#### Given text
Does Health Care Reform Impact Retirees? Yes!

Health Care ReformMuch has been written and discussed about how the Affordable Care Act (ACA) impacts employed and unemployed individuals but what about the retirees?  To examine this question first we must distinguish between Medicare eligible and non-Medicare eligible retirees.

Medicare eligible individuals (typically those age 65 and older) enrolled in either original Medicare or a Medicare Advantage plan satisfy the individual mandate of the ACA by having that coverage.  The employer mandate of the ACA does not apply to Medicare eligible retirees.  So with the exception of some smaller requirements, the ACA does not apply to Medicare retirees.

In fact, these individuals are prohibited from enrolling in plans offered on public health insurance exchanges (HIXs) created by the ACA.   This is not an issue because a very robust and competitive market already exists for Medicare Advantage and Medicare supplement plans.  Medicare eligible retirees can enroll in private HIXs but these have their own drawbacks.  See related article here.

The story is extremely different for non-Medicare eligible retirees.  These are typically individuals under the age of 65.  Today only a small minority of large employers offer health benefit plans for pre-Medicare retirees.  Because Medicare is not primary for these retirees, group plans are often prohibitively expensive for retirees on fixed incomes.  On the individual market carriers are allowed to underwrite based on health status which means many individuals with pre-existing conditions, which could be as common as diabetes or high blood pressure, are denied coverage at any price.

Before the ACA, a robust insurance market for individual pre-Medicare retiree plans did not exist.  For this reason, the ACA will be a bigger boon to early retirees than any other demographic group of Americans. Furthermore, underwriting parameters are limited under the ACA.  Early retirees cannot be discriminated against because of health status or a pre-existing condition and age rating is limited to 3:1. Due to a quirk in the way the government subsidies are calculated under the ACA, a 60 year old retiree will receive a larger subsidy than a 30 year old, all else being equal.  For all of these reasons, early retirees will be the largest beneficiaries of health care reform (pun intended).

Moving pre-Medicare retirees from an employer plan to a public HIX plan is also very good for the employer and the active employees.  This is because early retirees are often left on the same plan as active employees.  The retirees have higher claims and worse experience but pay the same premium equivalent as active employees.  In this situation the active employees are subsidizing the retirees so removing these retirees lowers the premium or premium equivalent for everyone else on the plan.

But a rush of pre-Medicare retirees onto the HIXs before a similar influx of younger healthy individuals would create a huge problem which may endanger the ultimate success or failure of the ACA.  Why?  Early retirees will have every incentive to sign up for plans on the public HIXs while younger, healthy adults will be less motivated to join.  To combat this problem the ACA included a reinsurance fund to compensate carriers for the added risk of enrolling less healthy older individuals until a significant number of counterbalancing young healthy people join.  But this fund is temporary and if the young and healthy do not join the HIXs the risk pool will be turned upside down and the rates will soar.  This will further discourage young healthy adults from signing up.  The negative reinforcing loop could literally and figuratively bankrupt health care reform.

#### Dataset extract
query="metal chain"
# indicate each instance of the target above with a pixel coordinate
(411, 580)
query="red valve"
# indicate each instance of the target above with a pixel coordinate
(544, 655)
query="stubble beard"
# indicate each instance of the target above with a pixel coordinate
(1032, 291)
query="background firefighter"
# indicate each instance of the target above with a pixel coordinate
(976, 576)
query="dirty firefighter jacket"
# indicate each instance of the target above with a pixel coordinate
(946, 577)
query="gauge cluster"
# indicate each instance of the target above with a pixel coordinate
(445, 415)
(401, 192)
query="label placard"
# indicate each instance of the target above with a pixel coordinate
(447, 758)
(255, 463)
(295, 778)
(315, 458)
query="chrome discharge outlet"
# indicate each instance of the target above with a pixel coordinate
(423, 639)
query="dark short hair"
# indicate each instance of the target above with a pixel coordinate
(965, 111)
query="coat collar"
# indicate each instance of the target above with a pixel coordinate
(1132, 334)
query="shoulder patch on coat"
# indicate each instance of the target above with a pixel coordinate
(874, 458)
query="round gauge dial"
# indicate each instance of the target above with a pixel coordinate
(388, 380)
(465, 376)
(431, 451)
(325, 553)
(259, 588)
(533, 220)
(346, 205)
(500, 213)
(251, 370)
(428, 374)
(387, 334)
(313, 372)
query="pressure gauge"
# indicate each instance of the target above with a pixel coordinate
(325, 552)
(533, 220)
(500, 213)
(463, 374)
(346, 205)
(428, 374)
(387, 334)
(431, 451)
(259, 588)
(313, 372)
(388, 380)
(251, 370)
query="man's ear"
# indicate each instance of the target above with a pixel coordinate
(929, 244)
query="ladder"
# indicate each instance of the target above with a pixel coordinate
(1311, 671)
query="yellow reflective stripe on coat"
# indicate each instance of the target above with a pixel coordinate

#### Prompt A
Transcribe everything in the health care reform article from "Moving pre-Medicare retirees" down to "on the plan.".
#### Prompt B
According to the health care reform article, what age rating limit applies to early retirees under the ACA?
#### Prompt C
Using the health care reform article, say whether each statement agrees with it, answering yes or no and quoting the deciding words: (i) Medicare eligible retirees may enroll in plans on the public HIXs created by the ACA. (ii) The reinsurance fund included in the ACA is permanent. (iii) All else being equal, a 60 year old retiree will receive a larger subsidy than a 30 year old.
The material above comes from a separate source, unrelated to the article.

#### Exercise answer A
Moving pre-Medicare retirees from an employer plan to a public HIX plan is also very good for the employer and the active employees.  This is because early retirees are often left on the same plan as active employees.  The retirees have higher claims and worse experience but pay the same premium equivalent as active employees.  In this situation the active employees are subsidizing the retirees so removing these retirees lowers the premium or premium equivalent for everyone else on the plan.

#### Exercise answer B
Age rating is limited to 3:1.

#### Exercise answer C
(i) No: "these individuals are prohibited from enrolling in plans offered on public health insurance exchanges (HIXs) created by the ACA"
(ii) No: "But this fund is temporary"
(iii) Yes: "a 60 year old retiree will receive a larger subsidy than a 30 year old, all else being equal"